GGT can be used as a screening marker for excess free iron, liver damage and as an indicator of your risk of sudden cardiac death and chronic kidney disease.20 In recent years, researchers have discovered GGT interacts with iron. Low levels tend to be protective against high levels of ferritin.
This means, if your GGT is low, you have some protection even when your ferritin levels are a little higher than ideal. However, when both serum ferritin and GGT are high it represents an increased risk of chronic health problems and early death. Even when ferritin levels are low, an elevated GGT needs to be addressed.
While the test is often used as a marker for alcohol-related liver disease, the predictive value also applies to diabetes, metabolic syndrome, cardiovascular disease and all-cause mortality.21 GGT may also be used as an early marker for atherosclerosis, arterial stiffness, gestational diabetes and a variety of liver diseases, including viral hepatitis.

- **WORK INSTRUCTIONS**:
(1) According to the text on GGT, why does a person with low GGT have some protection even when ferritin is a little higher than ideal?
(2) Update the stretch from "While the test" through "including viral hepatitis." of the GGT text, replacing "marker" with "indicator".

Stored entries:
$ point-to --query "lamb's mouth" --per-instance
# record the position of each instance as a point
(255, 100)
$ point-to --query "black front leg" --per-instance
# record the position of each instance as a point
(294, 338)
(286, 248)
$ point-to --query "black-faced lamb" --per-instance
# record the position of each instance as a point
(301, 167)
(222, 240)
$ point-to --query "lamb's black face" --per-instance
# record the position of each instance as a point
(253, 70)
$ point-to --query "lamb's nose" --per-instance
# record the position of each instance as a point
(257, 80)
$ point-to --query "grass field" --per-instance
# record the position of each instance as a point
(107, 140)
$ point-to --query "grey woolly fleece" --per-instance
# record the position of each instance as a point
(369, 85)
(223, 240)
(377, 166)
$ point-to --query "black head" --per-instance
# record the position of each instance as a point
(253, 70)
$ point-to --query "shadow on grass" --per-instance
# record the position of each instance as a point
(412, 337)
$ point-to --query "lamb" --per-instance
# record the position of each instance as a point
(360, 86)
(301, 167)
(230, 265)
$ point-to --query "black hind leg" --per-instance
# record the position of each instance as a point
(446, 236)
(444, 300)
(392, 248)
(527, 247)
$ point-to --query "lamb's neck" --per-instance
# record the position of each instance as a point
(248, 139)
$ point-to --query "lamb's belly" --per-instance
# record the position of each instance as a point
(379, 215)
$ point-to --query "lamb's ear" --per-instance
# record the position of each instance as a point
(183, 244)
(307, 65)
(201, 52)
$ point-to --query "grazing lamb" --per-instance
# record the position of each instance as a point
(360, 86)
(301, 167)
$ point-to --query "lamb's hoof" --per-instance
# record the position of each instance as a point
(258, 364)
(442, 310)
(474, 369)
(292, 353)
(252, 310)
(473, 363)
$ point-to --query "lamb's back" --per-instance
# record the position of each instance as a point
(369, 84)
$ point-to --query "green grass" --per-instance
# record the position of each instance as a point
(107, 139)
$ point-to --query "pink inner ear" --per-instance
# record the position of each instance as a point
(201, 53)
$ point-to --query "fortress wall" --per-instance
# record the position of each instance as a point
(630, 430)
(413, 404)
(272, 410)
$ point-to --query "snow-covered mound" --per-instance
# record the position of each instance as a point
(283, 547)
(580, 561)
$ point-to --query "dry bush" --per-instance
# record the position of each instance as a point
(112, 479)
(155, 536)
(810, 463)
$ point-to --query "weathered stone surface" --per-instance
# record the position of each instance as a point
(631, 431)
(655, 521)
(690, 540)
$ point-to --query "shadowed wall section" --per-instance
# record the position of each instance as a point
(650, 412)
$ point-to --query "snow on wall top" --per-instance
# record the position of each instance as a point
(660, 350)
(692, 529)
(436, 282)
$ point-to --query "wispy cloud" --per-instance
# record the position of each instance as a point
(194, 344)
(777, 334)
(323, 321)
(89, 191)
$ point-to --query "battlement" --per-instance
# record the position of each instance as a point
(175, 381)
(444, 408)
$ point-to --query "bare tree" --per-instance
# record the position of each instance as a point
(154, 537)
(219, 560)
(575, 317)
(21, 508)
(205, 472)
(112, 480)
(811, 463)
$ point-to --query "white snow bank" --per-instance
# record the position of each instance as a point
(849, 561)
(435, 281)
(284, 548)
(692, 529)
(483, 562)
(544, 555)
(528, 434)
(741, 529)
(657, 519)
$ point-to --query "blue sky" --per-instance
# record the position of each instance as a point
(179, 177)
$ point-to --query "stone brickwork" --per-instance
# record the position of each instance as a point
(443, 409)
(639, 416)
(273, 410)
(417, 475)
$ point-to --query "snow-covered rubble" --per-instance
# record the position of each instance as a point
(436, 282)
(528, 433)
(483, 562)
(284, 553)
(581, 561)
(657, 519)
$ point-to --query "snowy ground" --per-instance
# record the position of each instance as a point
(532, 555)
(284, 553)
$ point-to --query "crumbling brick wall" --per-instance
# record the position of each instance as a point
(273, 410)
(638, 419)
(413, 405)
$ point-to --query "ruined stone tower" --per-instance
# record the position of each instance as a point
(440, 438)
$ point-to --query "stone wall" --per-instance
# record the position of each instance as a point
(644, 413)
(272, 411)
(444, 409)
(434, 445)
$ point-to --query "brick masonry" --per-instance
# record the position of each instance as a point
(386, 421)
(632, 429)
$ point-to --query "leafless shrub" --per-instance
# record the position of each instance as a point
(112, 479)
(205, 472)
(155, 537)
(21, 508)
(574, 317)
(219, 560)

- **SOLUTIONS TO EACH TASK**:
(1) Low GGT levels tend to protect against high levels of ferritin. Researchers have found that GGT interacts with iron.

(2)
While the test is often used as a indicator for alcohol-related liver disease, the predictive value also applies to diabetes, metabolic syndrome, cardiovascular disease and all-cause mortality.21 GGT may also be used as an early indicator for atherosclerosis, arterial stiffness, gestational diabetes and a variety of liver diseases, including viral hepatitis.